:: TASK DIRECTIONS ::
Copy the records from the line with "Pin the red stripe" through the end of the records, substituting "motorbike" for "scooter" and leaving everything else unchanged.

:: LISTING ::

··········

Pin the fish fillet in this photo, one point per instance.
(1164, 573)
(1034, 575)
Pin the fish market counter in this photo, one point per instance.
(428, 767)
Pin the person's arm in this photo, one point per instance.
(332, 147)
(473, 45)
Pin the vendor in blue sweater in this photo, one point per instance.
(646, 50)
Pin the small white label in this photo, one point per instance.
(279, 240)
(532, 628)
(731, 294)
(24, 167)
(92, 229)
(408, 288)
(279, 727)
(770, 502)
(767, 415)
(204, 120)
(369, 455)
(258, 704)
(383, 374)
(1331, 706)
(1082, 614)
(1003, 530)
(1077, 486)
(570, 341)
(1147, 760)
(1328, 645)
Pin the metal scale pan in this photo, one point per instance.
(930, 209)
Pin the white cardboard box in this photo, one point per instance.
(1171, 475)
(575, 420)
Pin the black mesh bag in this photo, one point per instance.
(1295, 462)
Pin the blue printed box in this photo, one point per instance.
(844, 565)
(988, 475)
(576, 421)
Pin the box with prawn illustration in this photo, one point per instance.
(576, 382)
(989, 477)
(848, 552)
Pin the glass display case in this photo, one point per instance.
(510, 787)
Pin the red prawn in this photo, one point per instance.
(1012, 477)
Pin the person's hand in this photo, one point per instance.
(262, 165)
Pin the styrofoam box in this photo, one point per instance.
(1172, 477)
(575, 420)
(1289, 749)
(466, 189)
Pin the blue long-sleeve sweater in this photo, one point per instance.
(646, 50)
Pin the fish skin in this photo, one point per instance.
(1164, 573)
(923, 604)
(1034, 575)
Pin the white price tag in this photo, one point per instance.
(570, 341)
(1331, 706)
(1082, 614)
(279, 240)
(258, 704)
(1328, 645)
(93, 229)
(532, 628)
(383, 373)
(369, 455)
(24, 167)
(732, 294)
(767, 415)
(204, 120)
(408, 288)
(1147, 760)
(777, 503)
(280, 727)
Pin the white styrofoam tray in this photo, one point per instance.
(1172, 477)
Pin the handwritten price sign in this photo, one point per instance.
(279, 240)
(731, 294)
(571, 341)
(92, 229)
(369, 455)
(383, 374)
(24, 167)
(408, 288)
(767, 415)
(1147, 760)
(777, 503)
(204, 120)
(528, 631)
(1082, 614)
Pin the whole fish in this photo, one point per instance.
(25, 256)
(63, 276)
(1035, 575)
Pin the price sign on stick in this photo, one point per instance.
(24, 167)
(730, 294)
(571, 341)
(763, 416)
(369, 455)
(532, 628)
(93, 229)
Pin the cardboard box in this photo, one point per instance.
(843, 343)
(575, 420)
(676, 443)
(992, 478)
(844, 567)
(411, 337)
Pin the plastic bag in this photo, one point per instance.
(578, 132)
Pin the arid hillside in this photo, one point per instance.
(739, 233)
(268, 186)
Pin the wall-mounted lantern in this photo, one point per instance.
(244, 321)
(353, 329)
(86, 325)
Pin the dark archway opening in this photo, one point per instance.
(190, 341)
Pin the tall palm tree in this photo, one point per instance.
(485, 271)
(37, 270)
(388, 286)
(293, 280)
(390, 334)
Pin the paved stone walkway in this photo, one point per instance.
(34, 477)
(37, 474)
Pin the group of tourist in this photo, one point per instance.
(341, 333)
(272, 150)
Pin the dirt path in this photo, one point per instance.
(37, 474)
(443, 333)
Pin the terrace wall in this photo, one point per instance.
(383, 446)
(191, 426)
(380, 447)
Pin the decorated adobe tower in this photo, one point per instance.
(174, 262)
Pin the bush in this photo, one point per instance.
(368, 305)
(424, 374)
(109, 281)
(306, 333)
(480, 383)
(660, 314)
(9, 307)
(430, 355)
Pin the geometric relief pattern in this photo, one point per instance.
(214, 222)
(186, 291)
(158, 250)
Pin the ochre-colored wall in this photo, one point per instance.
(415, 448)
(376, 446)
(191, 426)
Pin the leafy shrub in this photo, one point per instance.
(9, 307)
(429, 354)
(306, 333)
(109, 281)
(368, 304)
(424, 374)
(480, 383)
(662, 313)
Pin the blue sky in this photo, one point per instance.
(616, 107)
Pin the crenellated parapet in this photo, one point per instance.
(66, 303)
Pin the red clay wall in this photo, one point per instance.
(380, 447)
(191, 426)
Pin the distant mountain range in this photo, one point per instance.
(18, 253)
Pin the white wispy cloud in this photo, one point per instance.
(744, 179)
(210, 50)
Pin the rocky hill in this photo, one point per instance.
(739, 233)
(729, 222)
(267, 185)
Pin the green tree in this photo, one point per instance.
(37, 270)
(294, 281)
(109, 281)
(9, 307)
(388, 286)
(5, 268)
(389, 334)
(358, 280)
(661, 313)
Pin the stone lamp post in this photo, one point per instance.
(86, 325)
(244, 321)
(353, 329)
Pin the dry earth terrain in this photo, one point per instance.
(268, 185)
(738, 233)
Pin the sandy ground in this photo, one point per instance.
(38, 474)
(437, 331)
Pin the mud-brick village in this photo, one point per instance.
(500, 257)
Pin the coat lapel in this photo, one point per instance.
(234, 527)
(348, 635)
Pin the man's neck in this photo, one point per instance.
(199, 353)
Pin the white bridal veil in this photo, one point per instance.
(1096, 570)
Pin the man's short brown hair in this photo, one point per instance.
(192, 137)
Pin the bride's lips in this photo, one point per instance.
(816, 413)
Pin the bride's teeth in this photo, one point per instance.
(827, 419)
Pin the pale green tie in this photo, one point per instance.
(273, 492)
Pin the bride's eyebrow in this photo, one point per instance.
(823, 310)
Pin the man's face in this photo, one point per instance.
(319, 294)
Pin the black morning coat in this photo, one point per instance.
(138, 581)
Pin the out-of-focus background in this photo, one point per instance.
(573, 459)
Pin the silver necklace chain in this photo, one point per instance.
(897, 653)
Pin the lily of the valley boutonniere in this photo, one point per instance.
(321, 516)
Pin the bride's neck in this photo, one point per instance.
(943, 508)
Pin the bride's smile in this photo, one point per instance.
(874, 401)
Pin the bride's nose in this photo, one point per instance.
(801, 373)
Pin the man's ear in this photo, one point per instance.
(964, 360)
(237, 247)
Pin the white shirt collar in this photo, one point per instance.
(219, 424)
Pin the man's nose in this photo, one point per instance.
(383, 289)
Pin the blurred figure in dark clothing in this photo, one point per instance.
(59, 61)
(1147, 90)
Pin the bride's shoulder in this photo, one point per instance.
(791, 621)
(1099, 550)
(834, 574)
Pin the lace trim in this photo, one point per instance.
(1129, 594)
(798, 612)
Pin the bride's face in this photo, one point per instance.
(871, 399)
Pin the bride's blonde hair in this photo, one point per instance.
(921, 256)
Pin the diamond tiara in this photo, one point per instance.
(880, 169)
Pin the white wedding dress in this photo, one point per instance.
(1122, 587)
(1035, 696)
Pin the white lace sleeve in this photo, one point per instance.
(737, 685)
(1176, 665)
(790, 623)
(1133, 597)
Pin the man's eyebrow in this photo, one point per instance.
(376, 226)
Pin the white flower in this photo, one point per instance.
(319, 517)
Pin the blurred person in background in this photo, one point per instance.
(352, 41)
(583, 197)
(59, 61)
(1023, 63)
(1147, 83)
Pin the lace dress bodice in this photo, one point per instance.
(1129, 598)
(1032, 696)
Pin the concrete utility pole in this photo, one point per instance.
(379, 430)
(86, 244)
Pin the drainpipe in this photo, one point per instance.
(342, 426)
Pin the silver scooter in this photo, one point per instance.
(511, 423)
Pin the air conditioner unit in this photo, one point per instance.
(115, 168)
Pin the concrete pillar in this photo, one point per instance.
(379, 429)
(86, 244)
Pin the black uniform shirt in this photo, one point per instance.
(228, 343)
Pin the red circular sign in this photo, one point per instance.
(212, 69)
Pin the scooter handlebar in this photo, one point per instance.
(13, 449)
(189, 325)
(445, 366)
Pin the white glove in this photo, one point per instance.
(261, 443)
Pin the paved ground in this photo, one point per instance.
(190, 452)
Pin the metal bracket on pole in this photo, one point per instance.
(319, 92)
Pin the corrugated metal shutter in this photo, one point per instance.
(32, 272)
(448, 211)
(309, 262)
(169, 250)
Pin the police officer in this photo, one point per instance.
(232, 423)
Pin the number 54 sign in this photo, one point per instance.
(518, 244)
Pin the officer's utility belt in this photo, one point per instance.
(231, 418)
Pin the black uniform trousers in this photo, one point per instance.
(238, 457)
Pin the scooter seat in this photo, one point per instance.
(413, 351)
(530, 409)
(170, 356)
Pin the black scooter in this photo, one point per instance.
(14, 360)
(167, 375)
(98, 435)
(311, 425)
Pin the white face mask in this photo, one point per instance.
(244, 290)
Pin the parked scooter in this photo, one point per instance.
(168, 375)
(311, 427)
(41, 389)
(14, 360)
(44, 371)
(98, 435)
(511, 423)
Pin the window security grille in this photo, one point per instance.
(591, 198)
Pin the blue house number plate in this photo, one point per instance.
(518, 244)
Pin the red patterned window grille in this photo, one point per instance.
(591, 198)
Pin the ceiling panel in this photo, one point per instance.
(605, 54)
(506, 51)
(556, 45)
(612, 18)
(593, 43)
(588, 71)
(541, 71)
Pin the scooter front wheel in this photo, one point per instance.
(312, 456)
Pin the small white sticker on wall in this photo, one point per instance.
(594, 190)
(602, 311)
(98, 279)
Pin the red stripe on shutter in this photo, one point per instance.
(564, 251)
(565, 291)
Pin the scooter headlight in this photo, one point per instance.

··········

:: RESPONSE FOR THIS EXERCISE ::
Pin the red stripe on shutter in this photo, one point per instance.
(564, 251)
(565, 291)
Pin the motorbike headlight in this photo, one point per instance.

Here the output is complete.